[Labeled-object pointing entries]
'''

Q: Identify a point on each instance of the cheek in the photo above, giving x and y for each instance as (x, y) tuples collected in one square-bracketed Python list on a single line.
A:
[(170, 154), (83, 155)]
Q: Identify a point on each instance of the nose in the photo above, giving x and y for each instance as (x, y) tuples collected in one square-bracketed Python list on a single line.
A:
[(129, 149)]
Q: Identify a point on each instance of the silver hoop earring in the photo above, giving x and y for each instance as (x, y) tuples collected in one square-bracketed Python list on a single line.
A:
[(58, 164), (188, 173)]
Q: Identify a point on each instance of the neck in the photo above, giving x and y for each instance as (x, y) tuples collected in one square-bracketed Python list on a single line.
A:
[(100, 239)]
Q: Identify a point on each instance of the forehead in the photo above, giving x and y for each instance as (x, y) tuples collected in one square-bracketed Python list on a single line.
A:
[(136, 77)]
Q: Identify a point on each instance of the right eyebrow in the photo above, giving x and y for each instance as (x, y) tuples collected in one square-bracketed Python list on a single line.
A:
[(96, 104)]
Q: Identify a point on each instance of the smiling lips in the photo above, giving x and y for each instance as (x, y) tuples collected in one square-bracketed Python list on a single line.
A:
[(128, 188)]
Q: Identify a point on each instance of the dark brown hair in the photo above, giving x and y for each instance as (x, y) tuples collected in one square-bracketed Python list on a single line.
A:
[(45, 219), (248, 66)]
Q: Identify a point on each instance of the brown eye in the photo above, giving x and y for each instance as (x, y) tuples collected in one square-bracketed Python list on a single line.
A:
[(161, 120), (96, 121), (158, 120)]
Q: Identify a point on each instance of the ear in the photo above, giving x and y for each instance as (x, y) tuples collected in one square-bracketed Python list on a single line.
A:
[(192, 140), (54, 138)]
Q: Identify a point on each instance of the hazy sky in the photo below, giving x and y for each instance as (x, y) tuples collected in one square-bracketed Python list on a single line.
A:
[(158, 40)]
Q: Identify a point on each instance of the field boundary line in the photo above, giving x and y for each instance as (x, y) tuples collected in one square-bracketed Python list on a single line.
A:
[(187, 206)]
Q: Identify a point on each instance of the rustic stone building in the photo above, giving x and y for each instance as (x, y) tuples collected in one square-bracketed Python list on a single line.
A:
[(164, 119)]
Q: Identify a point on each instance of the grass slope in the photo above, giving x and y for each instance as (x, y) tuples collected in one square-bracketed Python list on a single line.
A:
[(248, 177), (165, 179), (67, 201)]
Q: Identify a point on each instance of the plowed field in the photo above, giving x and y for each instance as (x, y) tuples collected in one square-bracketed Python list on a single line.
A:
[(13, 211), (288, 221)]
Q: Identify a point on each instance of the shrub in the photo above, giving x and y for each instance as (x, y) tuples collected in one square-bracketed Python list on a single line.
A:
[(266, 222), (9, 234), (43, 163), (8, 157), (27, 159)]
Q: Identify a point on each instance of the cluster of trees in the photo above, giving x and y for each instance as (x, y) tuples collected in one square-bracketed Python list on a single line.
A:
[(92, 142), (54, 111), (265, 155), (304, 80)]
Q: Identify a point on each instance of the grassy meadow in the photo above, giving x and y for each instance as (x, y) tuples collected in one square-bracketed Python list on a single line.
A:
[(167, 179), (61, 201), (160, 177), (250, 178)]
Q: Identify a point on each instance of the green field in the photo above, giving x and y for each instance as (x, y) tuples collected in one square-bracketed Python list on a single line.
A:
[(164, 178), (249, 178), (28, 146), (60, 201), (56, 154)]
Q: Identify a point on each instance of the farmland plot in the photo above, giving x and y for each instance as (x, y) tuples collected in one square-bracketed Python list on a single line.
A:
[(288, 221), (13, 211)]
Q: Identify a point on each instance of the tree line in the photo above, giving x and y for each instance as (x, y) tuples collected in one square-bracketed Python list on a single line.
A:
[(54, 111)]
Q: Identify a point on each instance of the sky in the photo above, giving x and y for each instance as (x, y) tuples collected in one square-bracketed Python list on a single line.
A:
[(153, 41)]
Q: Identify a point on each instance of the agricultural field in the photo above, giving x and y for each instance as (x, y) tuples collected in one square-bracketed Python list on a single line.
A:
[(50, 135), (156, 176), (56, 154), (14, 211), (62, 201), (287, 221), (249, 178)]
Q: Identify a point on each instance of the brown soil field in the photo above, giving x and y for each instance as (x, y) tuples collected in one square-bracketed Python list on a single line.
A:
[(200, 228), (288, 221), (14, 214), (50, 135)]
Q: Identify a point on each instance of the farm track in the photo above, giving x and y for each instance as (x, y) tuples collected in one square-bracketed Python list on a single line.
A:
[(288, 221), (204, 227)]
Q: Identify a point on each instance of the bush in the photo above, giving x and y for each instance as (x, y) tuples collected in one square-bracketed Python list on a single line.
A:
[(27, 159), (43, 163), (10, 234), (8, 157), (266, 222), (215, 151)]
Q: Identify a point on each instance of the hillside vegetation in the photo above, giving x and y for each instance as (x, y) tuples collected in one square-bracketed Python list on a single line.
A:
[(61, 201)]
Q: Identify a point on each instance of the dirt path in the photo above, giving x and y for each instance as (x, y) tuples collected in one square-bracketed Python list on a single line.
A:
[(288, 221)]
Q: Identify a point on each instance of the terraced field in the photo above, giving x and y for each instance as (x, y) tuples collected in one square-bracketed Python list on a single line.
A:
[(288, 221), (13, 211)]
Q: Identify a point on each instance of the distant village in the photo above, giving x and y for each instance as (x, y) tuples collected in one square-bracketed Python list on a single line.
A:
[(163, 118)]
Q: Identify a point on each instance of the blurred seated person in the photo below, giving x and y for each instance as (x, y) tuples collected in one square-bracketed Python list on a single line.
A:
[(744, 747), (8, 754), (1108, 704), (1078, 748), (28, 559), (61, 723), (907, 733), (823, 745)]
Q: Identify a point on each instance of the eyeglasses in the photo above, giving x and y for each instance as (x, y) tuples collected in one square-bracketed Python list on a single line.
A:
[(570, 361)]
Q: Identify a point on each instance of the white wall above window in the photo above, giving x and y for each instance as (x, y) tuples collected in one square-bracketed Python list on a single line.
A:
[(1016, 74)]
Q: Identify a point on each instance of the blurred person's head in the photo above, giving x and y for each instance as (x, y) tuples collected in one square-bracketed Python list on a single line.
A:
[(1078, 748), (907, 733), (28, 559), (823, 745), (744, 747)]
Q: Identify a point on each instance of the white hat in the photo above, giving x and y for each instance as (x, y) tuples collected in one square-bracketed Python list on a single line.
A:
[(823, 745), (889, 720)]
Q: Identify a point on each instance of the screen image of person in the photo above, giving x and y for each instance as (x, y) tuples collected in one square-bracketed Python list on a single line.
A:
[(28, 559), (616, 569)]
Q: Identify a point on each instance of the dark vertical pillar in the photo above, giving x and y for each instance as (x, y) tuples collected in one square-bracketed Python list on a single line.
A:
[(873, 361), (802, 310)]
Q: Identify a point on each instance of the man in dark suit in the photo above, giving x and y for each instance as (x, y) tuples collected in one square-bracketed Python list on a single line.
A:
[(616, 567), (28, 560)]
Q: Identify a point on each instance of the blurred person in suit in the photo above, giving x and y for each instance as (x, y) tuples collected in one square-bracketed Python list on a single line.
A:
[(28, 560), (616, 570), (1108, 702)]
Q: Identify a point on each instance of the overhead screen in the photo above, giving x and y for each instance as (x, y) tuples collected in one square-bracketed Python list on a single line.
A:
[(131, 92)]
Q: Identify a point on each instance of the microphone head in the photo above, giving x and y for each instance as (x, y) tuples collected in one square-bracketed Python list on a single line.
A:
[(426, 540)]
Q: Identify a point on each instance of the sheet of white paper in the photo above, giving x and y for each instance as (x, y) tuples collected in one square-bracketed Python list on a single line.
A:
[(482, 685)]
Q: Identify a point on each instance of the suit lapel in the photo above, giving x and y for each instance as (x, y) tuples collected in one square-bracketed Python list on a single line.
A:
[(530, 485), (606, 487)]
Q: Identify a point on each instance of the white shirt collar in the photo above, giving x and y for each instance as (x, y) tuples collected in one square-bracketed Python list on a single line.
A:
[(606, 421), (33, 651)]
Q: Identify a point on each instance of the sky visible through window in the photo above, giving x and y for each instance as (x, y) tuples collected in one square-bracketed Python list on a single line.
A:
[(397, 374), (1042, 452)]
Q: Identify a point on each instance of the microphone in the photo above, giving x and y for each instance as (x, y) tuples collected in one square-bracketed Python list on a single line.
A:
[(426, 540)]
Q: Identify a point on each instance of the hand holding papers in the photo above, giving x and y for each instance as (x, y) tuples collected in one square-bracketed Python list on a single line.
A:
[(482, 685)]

'''

> _GOAL_
Copy every line from the one containing "Q: Identify a point on each instance of the tree" through the one containing "[(153, 41)]", both included. Offset each x and y coordinate in those lines by adding 33.

> _EXERCISE OUTPUT_
Q: Identify a point on each instance of the tree line in the photo above, giving x and y for each instance as (x, y) tuples collected in one square-bracketed Python list on a single line.
A:
[(87, 144)]
Q: Identify a point on each instance of the sky in the photo above, giving x and y for each instance as (x, y) tuples collected in one square-bracketed Python list on a single line.
A:
[(186, 74)]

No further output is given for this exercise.